Problem requirements: Reproduce every line of the data from the line with "Keypoint placement for each instance of the white sign" up to and including the line with "(1263, 799)", adding 145 to each number in the point coordinates and leaving all other text unchanged. Output only those lines.

Rows from an object pointing dataset:

━━━━━━━━━━━━━━━━━━━━

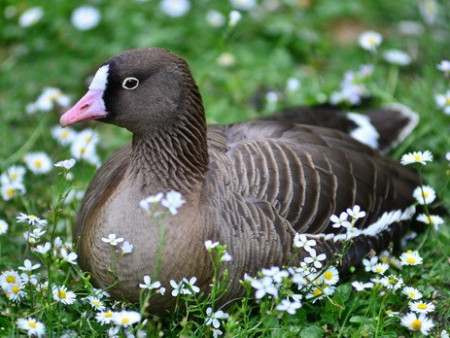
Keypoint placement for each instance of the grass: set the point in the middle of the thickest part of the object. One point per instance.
(314, 42)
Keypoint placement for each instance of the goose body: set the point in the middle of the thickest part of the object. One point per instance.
(251, 185)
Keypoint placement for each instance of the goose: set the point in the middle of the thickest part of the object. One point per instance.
(251, 186)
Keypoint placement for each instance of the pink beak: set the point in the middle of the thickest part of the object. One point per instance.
(90, 107)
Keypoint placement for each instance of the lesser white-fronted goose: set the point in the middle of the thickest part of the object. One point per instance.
(250, 185)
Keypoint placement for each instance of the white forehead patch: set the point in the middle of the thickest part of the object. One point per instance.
(100, 79)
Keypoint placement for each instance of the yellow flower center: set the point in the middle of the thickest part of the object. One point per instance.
(10, 279)
(411, 260)
(328, 275)
(10, 192)
(317, 292)
(62, 294)
(416, 325)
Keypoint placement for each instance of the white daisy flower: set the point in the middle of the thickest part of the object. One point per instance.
(173, 201)
(412, 293)
(85, 18)
(175, 8)
(61, 294)
(33, 327)
(417, 157)
(443, 102)
(38, 162)
(421, 307)
(112, 239)
(435, 220)
(31, 16)
(3, 227)
(424, 194)
(13, 174)
(330, 275)
(414, 323)
(370, 40)
(397, 57)
(126, 318)
(213, 318)
(105, 317)
(287, 306)
(66, 164)
(410, 258)
(148, 284)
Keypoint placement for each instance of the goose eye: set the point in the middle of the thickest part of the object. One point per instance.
(130, 83)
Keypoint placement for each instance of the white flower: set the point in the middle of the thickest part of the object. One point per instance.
(380, 268)
(175, 8)
(126, 318)
(292, 84)
(31, 219)
(32, 326)
(112, 239)
(264, 286)
(146, 203)
(209, 245)
(61, 294)
(355, 213)
(69, 257)
(444, 67)
(432, 219)
(424, 194)
(64, 136)
(126, 247)
(417, 157)
(414, 323)
(330, 275)
(43, 249)
(215, 317)
(31, 16)
(315, 259)
(66, 164)
(13, 174)
(234, 18)
(369, 264)
(12, 190)
(28, 266)
(421, 307)
(215, 18)
(96, 303)
(173, 201)
(410, 258)
(340, 221)
(148, 284)
(370, 40)
(3, 227)
(85, 18)
(226, 257)
(360, 286)
(105, 317)
(412, 293)
(244, 5)
(38, 163)
(288, 306)
(443, 102)
(397, 57)
(301, 241)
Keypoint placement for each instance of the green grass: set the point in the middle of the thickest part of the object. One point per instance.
(313, 41)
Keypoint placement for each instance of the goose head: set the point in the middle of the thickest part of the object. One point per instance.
(142, 90)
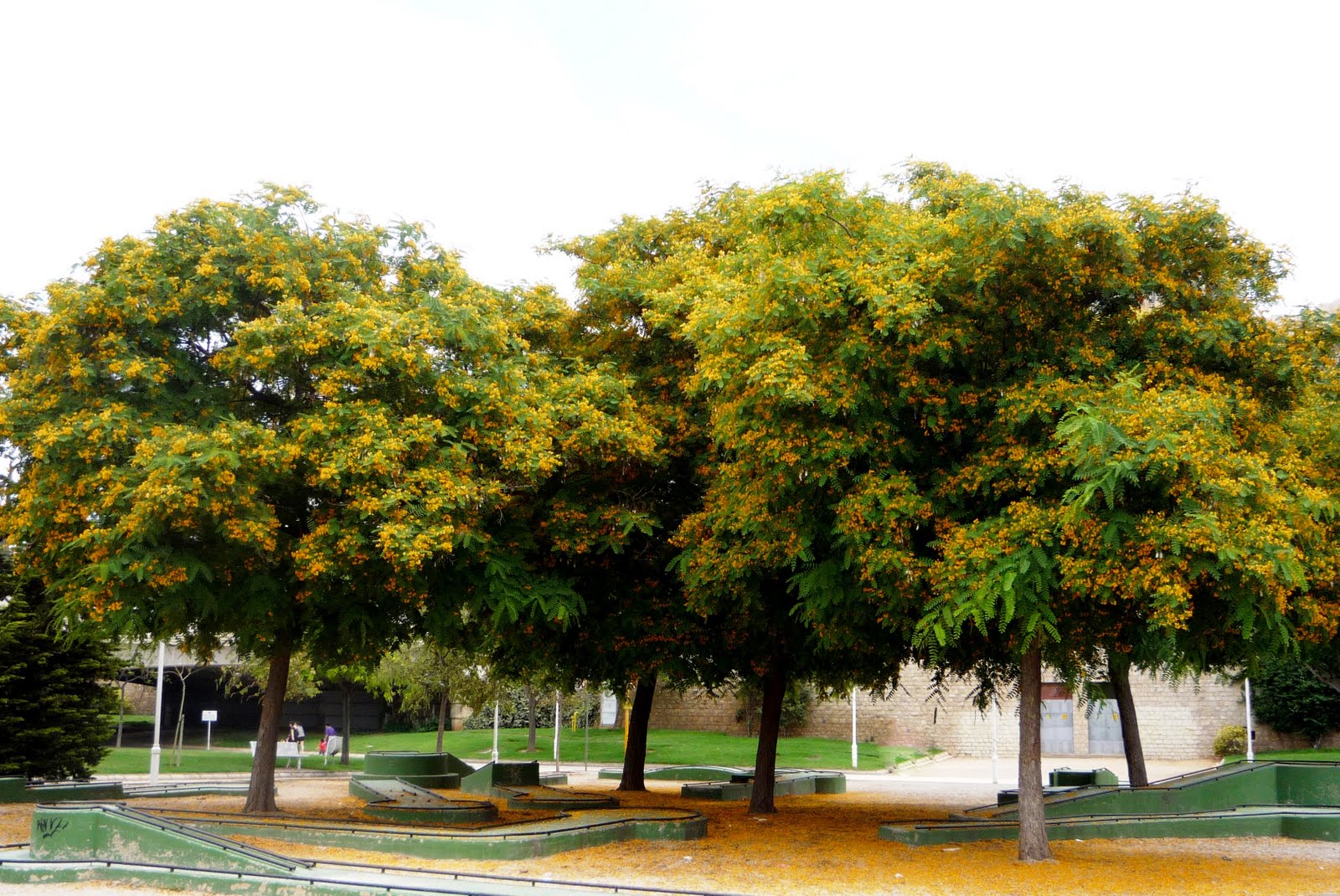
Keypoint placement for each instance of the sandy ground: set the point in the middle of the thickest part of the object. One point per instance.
(828, 844)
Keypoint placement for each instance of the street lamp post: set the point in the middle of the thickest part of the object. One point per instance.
(156, 753)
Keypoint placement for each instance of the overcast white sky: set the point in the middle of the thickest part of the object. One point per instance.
(499, 123)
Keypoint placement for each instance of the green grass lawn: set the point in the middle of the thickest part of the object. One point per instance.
(193, 761)
(663, 748)
(1313, 755)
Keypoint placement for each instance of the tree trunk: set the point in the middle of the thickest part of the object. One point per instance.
(770, 726)
(181, 722)
(260, 795)
(636, 750)
(1032, 817)
(531, 703)
(121, 714)
(1119, 674)
(444, 702)
(346, 719)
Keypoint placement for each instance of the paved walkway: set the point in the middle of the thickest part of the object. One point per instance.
(944, 769)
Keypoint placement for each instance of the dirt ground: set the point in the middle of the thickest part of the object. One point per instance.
(828, 844)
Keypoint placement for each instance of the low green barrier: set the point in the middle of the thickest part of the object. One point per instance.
(1264, 799)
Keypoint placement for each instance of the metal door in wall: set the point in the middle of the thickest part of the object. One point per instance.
(1058, 726)
(1105, 729)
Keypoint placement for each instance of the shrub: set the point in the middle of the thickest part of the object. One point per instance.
(1291, 699)
(1232, 739)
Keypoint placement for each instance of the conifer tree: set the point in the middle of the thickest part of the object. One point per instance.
(55, 708)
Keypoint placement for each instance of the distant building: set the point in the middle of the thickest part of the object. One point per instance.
(1178, 721)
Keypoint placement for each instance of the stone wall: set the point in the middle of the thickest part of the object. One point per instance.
(1178, 721)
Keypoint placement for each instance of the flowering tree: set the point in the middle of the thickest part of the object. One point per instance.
(272, 424)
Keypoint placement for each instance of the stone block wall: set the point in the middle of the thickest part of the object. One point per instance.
(1178, 719)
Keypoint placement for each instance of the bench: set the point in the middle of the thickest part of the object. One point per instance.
(285, 750)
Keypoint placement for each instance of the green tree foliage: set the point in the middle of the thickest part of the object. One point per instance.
(291, 429)
(424, 675)
(776, 418)
(55, 706)
(1288, 697)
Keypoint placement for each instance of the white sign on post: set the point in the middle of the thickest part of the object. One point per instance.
(208, 717)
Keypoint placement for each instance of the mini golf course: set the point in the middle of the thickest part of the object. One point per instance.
(734, 782)
(82, 832)
(1263, 799)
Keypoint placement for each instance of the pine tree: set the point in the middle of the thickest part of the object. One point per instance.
(55, 708)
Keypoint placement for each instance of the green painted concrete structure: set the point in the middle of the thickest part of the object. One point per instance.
(13, 789)
(436, 770)
(1261, 799)
(736, 782)
(681, 773)
(522, 785)
(111, 831)
(788, 782)
(397, 800)
(522, 840)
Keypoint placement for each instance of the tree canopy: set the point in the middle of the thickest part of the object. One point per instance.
(272, 424)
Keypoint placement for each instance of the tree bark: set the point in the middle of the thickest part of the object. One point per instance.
(636, 752)
(770, 726)
(441, 718)
(1119, 674)
(1032, 817)
(531, 703)
(346, 719)
(260, 793)
(121, 714)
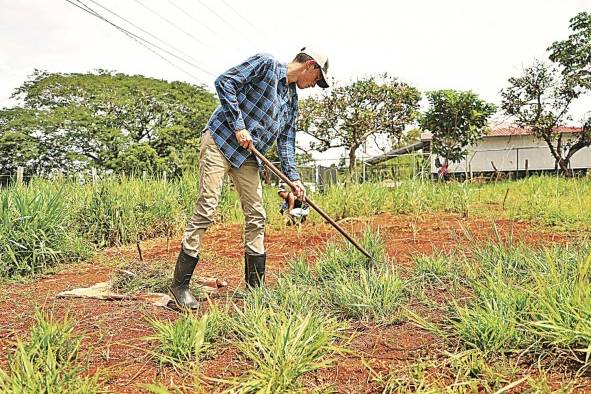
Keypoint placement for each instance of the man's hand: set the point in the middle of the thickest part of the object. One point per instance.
(244, 138)
(300, 190)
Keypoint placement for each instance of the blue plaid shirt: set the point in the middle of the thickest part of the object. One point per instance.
(255, 96)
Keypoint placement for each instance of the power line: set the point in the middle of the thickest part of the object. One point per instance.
(180, 28)
(200, 23)
(143, 30)
(143, 42)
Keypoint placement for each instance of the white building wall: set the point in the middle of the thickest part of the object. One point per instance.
(510, 153)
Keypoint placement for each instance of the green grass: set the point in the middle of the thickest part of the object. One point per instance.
(284, 339)
(48, 222)
(525, 300)
(187, 339)
(374, 295)
(48, 362)
(35, 233)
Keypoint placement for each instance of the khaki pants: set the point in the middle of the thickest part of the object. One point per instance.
(213, 169)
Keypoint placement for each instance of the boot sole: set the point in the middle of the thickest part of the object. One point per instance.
(179, 305)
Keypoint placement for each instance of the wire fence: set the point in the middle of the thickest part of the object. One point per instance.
(318, 175)
(488, 163)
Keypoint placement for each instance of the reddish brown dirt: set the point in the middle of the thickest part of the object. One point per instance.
(115, 330)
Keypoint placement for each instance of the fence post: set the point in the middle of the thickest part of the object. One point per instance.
(364, 172)
(20, 171)
(517, 164)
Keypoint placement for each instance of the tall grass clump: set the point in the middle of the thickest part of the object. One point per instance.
(433, 268)
(120, 211)
(374, 295)
(187, 339)
(351, 285)
(283, 344)
(559, 202)
(526, 300)
(561, 307)
(34, 231)
(48, 362)
(354, 200)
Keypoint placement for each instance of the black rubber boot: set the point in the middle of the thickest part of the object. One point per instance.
(183, 271)
(254, 269)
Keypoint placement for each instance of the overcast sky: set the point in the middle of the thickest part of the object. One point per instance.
(431, 44)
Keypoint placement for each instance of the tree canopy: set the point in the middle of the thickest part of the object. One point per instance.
(114, 122)
(456, 120)
(346, 116)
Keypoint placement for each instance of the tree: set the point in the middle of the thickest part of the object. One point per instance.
(114, 122)
(540, 100)
(346, 116)
(456, 120)
(574, 53)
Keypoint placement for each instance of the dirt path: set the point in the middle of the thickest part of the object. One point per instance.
(114, 331)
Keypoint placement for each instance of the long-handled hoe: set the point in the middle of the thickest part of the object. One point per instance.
(285, 179)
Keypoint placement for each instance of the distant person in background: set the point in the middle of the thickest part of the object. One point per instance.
(442, 169)
(292, 207)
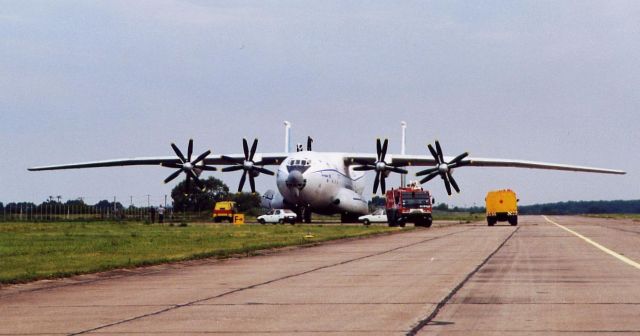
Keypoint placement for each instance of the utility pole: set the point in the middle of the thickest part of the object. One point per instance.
(403, 177)
(287, 136)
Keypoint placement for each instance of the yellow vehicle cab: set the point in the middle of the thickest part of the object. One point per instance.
(502, 205)
(224, 211)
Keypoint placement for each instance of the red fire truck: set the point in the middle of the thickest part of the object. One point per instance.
(409, 204)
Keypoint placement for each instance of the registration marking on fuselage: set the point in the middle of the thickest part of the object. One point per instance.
(600, 247)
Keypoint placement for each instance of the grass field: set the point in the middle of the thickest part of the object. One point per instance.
(31, 251)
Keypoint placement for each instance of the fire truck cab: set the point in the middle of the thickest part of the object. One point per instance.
(409, 204)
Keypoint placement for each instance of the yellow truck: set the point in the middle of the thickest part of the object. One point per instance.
(224, 211)
(502, 205)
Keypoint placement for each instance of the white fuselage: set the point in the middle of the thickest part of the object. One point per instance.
(322, 182)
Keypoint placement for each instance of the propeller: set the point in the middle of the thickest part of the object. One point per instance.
(192, 169)
(380, 166)
(443, 168)
(247, 164)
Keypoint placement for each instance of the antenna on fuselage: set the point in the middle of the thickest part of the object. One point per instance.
(403, 177)
(287, 136)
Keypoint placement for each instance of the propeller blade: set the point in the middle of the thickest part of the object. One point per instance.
(195, 179)
(426, 171)
(252, 182)
(459, 157)
(439, 150)
(242, 179)
(263, 170)
(190, 150)
(364, 168)
(460, 164)
(447, 184)
(245, 146)
(178, 152)
(232, 168)
(172, 176)
(201, 157)
(231, 160)
(453, 182)
(384, 149)
(429, 177)
(375, 182)
(398, 170)
(253, 149)
(171, 165)
(363, 162)
(433, 152)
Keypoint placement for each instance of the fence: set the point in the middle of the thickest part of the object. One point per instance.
(62, 212)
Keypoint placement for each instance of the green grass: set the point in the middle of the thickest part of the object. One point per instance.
(31, 251)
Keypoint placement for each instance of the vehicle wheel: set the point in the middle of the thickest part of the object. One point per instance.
(429, 222)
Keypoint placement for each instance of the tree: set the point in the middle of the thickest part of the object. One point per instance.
(198, 200)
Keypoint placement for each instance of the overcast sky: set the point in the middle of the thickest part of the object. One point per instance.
(554, 81)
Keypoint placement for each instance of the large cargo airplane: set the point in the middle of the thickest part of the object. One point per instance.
(321, 182)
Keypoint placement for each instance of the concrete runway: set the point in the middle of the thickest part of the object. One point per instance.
(564, 275)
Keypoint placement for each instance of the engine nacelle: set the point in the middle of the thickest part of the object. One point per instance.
(272, 200)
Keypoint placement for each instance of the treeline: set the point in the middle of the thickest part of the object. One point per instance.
(58, 207)
(559, 208)
(582, 207)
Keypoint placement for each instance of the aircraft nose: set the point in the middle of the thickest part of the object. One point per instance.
(295, 180)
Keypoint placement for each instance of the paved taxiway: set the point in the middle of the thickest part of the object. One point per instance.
(538, 278)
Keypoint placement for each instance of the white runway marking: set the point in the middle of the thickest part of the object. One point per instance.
(602, 248)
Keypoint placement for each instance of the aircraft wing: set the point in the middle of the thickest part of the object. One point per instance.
(425, 160)
(263, 159)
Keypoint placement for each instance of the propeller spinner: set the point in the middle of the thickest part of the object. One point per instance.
(380, 166)
(191, 168)
(247, 164)
(443, 168)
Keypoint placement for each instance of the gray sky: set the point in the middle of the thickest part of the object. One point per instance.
(541, 80)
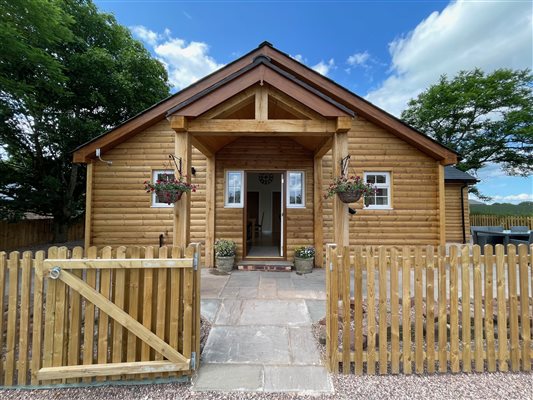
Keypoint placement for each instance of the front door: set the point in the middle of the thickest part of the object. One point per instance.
(264, 209)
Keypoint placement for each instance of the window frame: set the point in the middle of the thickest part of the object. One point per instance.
(387, 185)
(226, 189)
(289, 205)
(155, 172)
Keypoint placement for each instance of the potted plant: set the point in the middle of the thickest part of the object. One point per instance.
(170, 189)
(349, 189)
(304, 259)
(225, 251)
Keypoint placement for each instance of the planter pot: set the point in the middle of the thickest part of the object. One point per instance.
(350, 197)
(168, 197)
(225, 264)
(304, 265)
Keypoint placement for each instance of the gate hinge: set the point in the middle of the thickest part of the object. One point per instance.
(195, 260)
(193, 360)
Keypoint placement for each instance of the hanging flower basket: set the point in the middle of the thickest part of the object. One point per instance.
(350, 196)
(168, 196)
(170, 189)
(349, 189)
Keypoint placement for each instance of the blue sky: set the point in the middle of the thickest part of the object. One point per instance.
(386, 51)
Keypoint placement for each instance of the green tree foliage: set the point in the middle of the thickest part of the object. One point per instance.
(67, 74)
(486, 118)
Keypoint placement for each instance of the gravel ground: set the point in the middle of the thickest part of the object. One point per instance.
(462, 386)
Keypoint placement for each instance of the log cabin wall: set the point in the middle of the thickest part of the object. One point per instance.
(122, 214)
(454, 223)
(414, 217)
(261, 153)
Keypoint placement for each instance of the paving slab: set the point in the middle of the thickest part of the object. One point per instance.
(209, 308)
(247, 344)
(301, 379)
(274, 312)
(229, 312)
(250, 279)
(228, 377)
(239, 292)
(303, 346)
(317, 309)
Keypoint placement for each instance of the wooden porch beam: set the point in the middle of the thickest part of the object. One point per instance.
(324, 147)
(318, 217)
(442, 206)
(253, 127)
(341, 226)
(182, 208)
(344, 124)
(210, 188)
(89, 204)
(261, 103)
(178, 123)
(205, 149)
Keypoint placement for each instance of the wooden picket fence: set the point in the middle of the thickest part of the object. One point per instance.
(33, 232)
(501, 220)
(371, 311)
(109, 314)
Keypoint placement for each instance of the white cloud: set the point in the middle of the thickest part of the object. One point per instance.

━━━━━━━━━━━━━━━━━━━━

The result:
Keypoint placement for each instance of the white sign on post: set the point in the middle of the thickest part of the object. One point per instance.
(353, 862)
Keypoint placement for each instance of the mini golf course: set the point in the middle of the thickest part of the object. One point per instance.
(879, 927)
(227, 977)
(1408, 944)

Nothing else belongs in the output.